Written instruction: Please retype all of the data below without changing anything.

Source data:
------------------------------------------------------------------------

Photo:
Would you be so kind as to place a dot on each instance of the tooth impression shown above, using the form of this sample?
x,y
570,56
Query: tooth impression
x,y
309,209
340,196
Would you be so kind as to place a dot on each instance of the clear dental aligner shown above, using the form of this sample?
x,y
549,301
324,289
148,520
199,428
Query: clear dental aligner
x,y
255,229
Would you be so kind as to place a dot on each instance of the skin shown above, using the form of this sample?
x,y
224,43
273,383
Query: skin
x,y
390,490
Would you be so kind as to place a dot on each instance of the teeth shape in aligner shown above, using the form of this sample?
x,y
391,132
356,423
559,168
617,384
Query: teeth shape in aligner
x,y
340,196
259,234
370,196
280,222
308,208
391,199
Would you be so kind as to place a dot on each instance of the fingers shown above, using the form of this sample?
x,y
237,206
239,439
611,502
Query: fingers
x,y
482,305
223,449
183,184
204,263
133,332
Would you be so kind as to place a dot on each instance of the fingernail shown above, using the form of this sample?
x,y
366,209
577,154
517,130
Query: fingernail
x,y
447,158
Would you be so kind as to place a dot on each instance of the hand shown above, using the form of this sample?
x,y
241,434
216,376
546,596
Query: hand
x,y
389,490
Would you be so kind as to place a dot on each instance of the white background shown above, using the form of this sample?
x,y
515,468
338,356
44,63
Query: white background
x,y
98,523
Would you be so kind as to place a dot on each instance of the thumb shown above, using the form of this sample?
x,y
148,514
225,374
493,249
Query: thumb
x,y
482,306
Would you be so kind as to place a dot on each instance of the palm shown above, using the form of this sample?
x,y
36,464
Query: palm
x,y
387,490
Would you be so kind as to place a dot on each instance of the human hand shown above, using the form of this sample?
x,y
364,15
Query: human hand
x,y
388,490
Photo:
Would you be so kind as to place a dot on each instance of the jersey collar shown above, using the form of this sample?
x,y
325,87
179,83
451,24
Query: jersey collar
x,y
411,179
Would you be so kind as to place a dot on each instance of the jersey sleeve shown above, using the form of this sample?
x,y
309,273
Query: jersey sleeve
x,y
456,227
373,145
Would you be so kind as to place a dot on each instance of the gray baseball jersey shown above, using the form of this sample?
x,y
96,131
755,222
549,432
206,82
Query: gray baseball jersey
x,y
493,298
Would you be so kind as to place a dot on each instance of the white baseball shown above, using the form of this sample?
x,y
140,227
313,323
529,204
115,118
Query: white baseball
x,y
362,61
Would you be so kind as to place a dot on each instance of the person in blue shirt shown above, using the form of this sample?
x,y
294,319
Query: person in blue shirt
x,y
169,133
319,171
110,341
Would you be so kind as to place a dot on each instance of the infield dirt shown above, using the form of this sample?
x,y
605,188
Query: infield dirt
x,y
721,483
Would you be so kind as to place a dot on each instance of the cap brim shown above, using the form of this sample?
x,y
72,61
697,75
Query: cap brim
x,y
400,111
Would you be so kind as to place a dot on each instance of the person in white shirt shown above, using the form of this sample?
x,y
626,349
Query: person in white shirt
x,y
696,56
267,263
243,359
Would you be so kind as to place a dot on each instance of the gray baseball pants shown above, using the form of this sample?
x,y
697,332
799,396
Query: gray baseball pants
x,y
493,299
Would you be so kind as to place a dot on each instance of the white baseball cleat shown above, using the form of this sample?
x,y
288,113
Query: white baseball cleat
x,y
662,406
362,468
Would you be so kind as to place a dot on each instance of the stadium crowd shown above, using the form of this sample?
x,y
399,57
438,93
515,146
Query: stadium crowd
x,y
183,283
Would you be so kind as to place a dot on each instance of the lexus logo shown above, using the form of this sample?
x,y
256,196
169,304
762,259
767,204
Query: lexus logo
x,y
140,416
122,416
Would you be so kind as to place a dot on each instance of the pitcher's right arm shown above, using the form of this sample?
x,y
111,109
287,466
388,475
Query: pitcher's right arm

------------------------------------------------------------------------

Problem solution:
Photo:
Would you be so kind as to place a dot on each instance of the tooth impression shown above, using the form of this sample?
x,y
570,56
Query: tooth impression
x,y
309,209
340,196
Would you be so kind as to place a dot on each instance of the clear dental aligner shown above, using the form of this sample?
x,y
549,301
324,289
148,520
199,428
Query: clear dental aligner
x,y
255,229
Would you be so kind as to place a dot on each instance of the skin shown above, using the form of this sample?
x,y
224,43
273,383
Query: skin
x,y
390,490
Would you be so kind as to place a dot on each instance of the teeth shape in aligner shown above, using the form of this sample?
x,y
391,132
356,423
559,168
617,384
Query: teeth shape in aligner
x,y
340,196
259,234
370,196
280,222
308,208
391,199
Would you be so kind as to place a dot on each instance of the fingers shown above, using the form of this sample?
x,y
237,206
239,439
611,502
Query: fingers
x,y
482,305
223,449
183,184
204,263
133,332
Would you be so kind as to place a dot on each instance of the fingernail shown above, using the form of this sample?
x,y
366,209
577,154
517,130
Query: fingernail
x,y
447,158
Would you be so kind as to place a dot on each instance of the hand shown above, using the form of this sample?
x,y
241,434
216,376
546,596
Query: hand
x,y
389,490
Would you be so kind as to place a dot on each instance of the white background shown above, using the form of this sample?
x,y
515,468
338,356
44,63
Query: white background
x,y
98,523
Would you be so kind as to place a dot on each instance of the thumb shown above, using the form of this sample?
x,y
148,514
225,374
493,249
Query: thumb
x,y
482,306
Would you be so kind as to place a dot on each instance of the palm shown above, using the form of this sample?
x,y
36,464
Query: palm
x,y
387,490
Would you be so kind as to place a dot on each instance of the human hand shown above, using the form of this sample?
x,y
364,15
Query: human hand
x,y
388,490
Photo:
Would you be so kind as to place a dot on each instance of the jersey collar shown above, using the form of this sample?
x,y
325,87
179,83
451,24
Query: jersey collar
x,y
411,179
Would you be so kind as to place a dot on each instance of the jersey sleeve shown above, using the form of this sample?
x,y
309,273
Query: jersey sleeve
x,y
456,227
373,145
Would you be so kind as to place a dot on each instance of the gray baseball jersey shown above, using the form of this sample?
x,y
96,131
755,222
549,432
206,82
Query: gray baseball jersey
x,y
493,298
Would you be so kind as to place a dot on each instance of the white baseball shown above, using the form of this sample?
x,y
140,227
313,323
529,204
115,118
Query: white baseball
x,y
362,61
Would you be so kind as to place a dot on each instance of the person in blue shirt shown above, using the form of this sample?
x,y
294,319
Query: person in blue shirt
x,y
169,133
319,171
110,341
Would you be so kind as to place a dot on each instance of the infield dirt shown above, using the form of this sample?
x,y
605,188
Query: infield dirt
x,y
721,483
Would you be so kind as to place a dot on each instance of the cap brim shown above, using the form of this sample?
x,y
72,61
697,75
Query: cap brim
x,y
400,111
Would you be so kind as to place a dot on each instance of the person in white shirt shown above, using the form of this sample?
x,y
626,349
Query: person in white shirt
x,y
696,56
267,263
243,359
Would you be so kind as to place a dot on each instance of the gray baseball pants shown above, using the form of this sample?
x,y
697,332
799,396
Query: gray baseball pants
x,y
493,299
Would you be so kind as to place a dot on each instance of the white baseball cleat shown above, using the form of this sample?
x,y
288,113
Query: white baseball cleat
x,y
662,406
362,468
Would you be so kind as to place a dot on each instance of the stadium crowd shown above, using the form of this sample?
x,y
399,57
438,93
515,146
Query: stadium crowd
x,y
183,283
Would you be so kind as to place a dot on each instance of the lexus logo shown above, using the form of this sample?
x,y
256,196
169,304
762,259
767,204
Query: lexus logo
x,y
140,416
122,416
Would you be so kind as to place a dot on each instance of the pitcher's right arm shown above, using the form of this sample?
x,y
111,109
287,466
388,475
Query: pitcher's right arm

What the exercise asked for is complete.